= Bereitgestellter Text =
# # # # # # #

Legal Lexikon

Grenzschutz


Begriff und rechtliche Grundlagen des Grenzschutzes

Grenzschutz bezeichnet sämtliche Maßnahmen, Einrichtungen und Rechtsnormen, die dem Schutz und der Überwachung der Staatsgrenzen eines Landes dienen. Ziel des Grenzschutzes ist es, unrechtmäßige Grenzübertritte zu verhindern, die territoriale Integrität und öffentliche Sicherheit zu gewährleisten sowie grenzüberschreitende Kriminalität einzudämmen. Der Grenzschutz umfasst sowohl gesetzliche Bestimmungen als auch vollziehende Organe und umfasst innerstaatliche, supranationale und völkerrechtliche Dimensionen.


Rechtliche Regelungen auf nationaler Ebene

Aufgaben und Befugnisse des Grenzschutzes

Die rechtlichen Grundlagen für den Grenzschutz ergeben sich in Deutschland primär aus dem Grundgesetz (GG) sowie dem Bundespolizeigesetz (BPolG). Nach Artikel 73 Abs. 1 Nr. 5 GG obliegt dem Bund die ausschließliche Gesetzgebung für das Grenzwesen einschließlich der Grenzschutzpolizei.

Bundespolizeigesetz (BPolG)

Das Bundespolizeigesetz regelt insbesondere die Aufgaben, Organisation und Befugnisse der Bundespolizei im Bereich des Grenzschutzes. Die zentralen Aufgaben sind:

  • Überwachung der deutschen Staatsgrenzen (§ 2 Abs. 2 Nr. 1 BPolG)
  • Abwehr von Gefahren, die durch unerlaubte Grenzübertritte entstehen (§ 3 BPolG)
  • Kontroll- und Fahndungsmaßnahmen an den Binnengrenzen nach Maßgabe des Schengener Durchführungsübereinkommens (§ 2 Abs. 2 Nr. 4 BPolG)
  • Kooperation mit anderen Behörden einschließlich internationalen Institutionen (§ 2 BPolG)

Die Bundespolizei ist befugt, im Rahmen des Grenzschutzes unter anderem Identitätskontrollen, Durchsuchungen, Anhalte- und Befragungsvollmachten sowie polizeilichen Zwang anzuwenden.

# # # # # # #

= Aufgabe 1 =
Zähle alle zentralen Aufgaben der Bundespolizei auf, die der Lexikonartikel zum Grenzschutz nach dem Bundespolizeigesetz nennt.
= Aufgabe 2 =
Schreibe aus dem Lexikonartikel zum Grenzschutz den Abschnitt wortgetreu ab, der bei den Worten „Aufgaben und Befugnisse“ beginnt und nach „(§ 3 BPolG)“ endet.
= Aufgabe 3 =
Führe den Lexikonartikel zum Grenzschutz im Anschluss an seinen letzten Satz weiter.

Zeilen aus einem Segmentierungsdatensatz
# # # # # # #

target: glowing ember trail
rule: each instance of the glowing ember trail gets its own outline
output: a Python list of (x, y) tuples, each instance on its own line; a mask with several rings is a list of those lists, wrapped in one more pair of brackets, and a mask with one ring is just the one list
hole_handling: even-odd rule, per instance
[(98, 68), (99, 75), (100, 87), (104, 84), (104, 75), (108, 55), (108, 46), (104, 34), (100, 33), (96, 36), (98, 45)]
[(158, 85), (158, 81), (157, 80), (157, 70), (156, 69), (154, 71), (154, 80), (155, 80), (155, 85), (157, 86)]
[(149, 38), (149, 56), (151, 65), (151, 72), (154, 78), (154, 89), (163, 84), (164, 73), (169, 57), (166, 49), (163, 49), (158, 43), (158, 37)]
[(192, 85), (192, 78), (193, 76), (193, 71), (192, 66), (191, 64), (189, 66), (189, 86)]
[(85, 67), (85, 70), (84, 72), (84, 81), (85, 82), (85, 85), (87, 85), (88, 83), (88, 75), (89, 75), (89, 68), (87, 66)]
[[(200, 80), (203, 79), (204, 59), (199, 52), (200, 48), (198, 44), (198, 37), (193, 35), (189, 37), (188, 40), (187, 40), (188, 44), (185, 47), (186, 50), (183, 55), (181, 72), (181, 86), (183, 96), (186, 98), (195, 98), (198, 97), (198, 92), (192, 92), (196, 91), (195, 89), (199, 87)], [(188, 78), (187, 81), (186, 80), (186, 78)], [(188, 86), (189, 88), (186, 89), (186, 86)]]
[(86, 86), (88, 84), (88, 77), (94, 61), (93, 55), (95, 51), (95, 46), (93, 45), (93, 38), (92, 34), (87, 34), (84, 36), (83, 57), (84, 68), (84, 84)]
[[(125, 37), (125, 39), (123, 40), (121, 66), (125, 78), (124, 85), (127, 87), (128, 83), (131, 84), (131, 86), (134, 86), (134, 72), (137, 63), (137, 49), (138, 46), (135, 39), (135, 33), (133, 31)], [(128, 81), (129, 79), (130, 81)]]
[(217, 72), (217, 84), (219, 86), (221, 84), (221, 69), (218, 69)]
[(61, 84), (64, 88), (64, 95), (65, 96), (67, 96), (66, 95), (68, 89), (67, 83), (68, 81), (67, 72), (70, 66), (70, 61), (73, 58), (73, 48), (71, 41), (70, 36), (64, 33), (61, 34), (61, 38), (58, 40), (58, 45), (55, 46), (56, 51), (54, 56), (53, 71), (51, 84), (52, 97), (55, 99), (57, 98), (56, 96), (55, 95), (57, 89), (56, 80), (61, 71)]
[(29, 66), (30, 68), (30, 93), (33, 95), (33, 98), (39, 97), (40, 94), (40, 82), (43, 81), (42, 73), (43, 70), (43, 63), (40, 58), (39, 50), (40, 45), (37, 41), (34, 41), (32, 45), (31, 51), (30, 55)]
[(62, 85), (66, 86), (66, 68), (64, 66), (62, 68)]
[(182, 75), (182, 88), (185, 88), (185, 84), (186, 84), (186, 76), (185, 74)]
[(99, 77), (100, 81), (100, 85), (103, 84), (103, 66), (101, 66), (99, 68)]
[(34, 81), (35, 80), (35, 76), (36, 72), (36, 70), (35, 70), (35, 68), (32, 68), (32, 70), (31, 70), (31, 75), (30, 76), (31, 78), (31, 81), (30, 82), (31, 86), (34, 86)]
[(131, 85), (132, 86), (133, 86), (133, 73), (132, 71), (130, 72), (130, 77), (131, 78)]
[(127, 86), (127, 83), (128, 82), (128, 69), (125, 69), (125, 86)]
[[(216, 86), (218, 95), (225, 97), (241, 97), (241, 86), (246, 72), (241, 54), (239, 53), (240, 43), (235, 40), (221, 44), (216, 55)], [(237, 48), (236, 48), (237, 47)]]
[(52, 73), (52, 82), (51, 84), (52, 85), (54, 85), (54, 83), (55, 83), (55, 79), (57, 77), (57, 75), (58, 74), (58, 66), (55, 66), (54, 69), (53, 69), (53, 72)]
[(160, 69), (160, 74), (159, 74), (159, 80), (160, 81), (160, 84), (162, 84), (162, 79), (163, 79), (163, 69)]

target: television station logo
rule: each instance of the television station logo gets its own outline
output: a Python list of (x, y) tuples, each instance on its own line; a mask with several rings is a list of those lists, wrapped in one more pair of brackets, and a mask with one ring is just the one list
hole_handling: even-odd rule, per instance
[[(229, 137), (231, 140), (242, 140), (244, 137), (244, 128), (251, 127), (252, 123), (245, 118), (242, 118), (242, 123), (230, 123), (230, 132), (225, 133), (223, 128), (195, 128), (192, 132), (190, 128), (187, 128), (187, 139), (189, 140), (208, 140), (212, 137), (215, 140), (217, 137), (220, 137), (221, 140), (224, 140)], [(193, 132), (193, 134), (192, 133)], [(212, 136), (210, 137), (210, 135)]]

# # # # # # #

= Ergebnis 1 =
- Überwachung der deutschen Staatsgrenzen (§ 2 Abs. 2 Nr. 1 BPolG)
- Abwehr von Gefahren, die durch unerlaubte Grenzübertritte entstehen (§ 3 BPolG)
- Kontroll- und Fahndungsmaßnahmen an den Binnengrenzen nach Maßgabe des Schengener Durchführungsübereinkommens (§ 2 Abs. 2 Nr. 4 BPolG)
- Kooperation mit anderen Behörden einschließlich internationalen Institutionen (§ 2 BPolG)

= Ergebnis 2 =
Aufgaben und Befugnisse des Grenzschutzes

Die rechtlichen Grundlagen für den Grenzschutz ergeben sich in Deutschland primär aus dem Grundgesetz (GG) sowie dem Bundespolizeigesetz (BPolG). Nach Artikel 73 Abs. 1 Nr. 5 GG obliegt dem Bund die ausschließliche Gesetzgebung für das Grenzwesen einschließlich der Grenzschutzpolizei.

Bundespolizeigesetz (BPolG)

Das Bundespolizeigesetz regelt insbesondere die Aufgaben, Organisation und Befugnisse der Bundespolizei im Bereich des Grenzschutzes. Die zentralen Aufgaben sind:

  • Überwachung der deutschen Staatsgrenzen (§ 2 Abs. 2 Nr. 1 BPolG)
  • Abwehr von Gefahren, die durch unerlaubte Grenzübertritte entstehen (§ 3 BPolG)

= Ergebnis 3 =
Straf- und bußgeldrechtliche Vorschriften

Verstöße gegen Vorschriften des Grenzübertritts und Aufenthalts sind im Strafgesetzbuch (StGB) sowie im Aufenthaltsgesetz (AufenthG) und Asylgesetz (AsylG) geregelt. Unrechtmäßiger Grenzübertritt kann als Ordnungswidrigkeit oder Straftat gewertet werden (vgl. § 95 Abs. 1 Nr. 3 und 4 AufenthG).

Organisation und Aufgabenverteilung

In Deutschland nimmt die Bundespolizei den überwiegenden Teil der Aufgaben wahr. Für bestimmte Aufgaben an den See- und Flughäfen sind weitere Behörden zuständig, darunter die Zollverwaltung und das Bundesamt für Migration und Flüchtlinge (BAMF), insbesondere im Rahmen des grenzüberschreitenden Waren- und Personenverkehrs.


Grenzschutz im europäischen und internationalen Kontext

Schengener Grenzregime

Mit Inkrafttreten des Schengener Durchführungsübereinkommens (SDÜ) und des Schengener Grenzkodex (VO [EU] 2016/399) gilt innerhalb des Schengen-Raums grundsätzlich der freie Personenverkehr ohne Kontrollen an den Binnengrenzen. Der Grenzschutz an den Außengrenzen der Europäischen Union (EU) unterliegt jedoch streng geregelten Vorschriften zur Ein- und Ausreise sowie zur Gefahrenabwehr.

Schengener Grenzkodex

Der Schengener Grenzkodex regelt die Kontrolle der Außengrenzen aller EU- und Schengenstaaten. Er definiert unter anderem:

  • Art und Umfang der Grenzkontrollen
  • Rechte und Pflichten der Grenzschutzbehörden
  • Voraussetzungen für die Wiedereinführung von Grenzkontrollen bei schwerwiegenden Bedrohungen der öffentlichen Ordnung oder inneren Sicherheit

Europäische Grenzschutzagentur Frontex

Frontex (Europäische Agentur für die Grenz- und Küstenwache) unterstützt die Mitgliedstaaten beim Schutz der EU-Außengrenzen. Sie koordiniert gemeinsame Operationen, stellt Personal bereit und arbeitet mit nationalen Grenzschutzbehörden zusammen. Rechtsgrundlage sind die Verordnungen (EU) 2016/1624 und 2019/1896.


Völkerrechtliche Grundlagen des Grenzschutzes

Souveränität und staatliche Hoheitsgewalt

Das Völkerrecht erkennt jedem Staat das Recht zu, seine Grenzen zu bestimmen, zu überwachen und zu verteidigen. Die territoriale Souveränität schützt den Staat vor unzulässigen Grenzübertritten sowie vor Eingriffen durch andere Staaten.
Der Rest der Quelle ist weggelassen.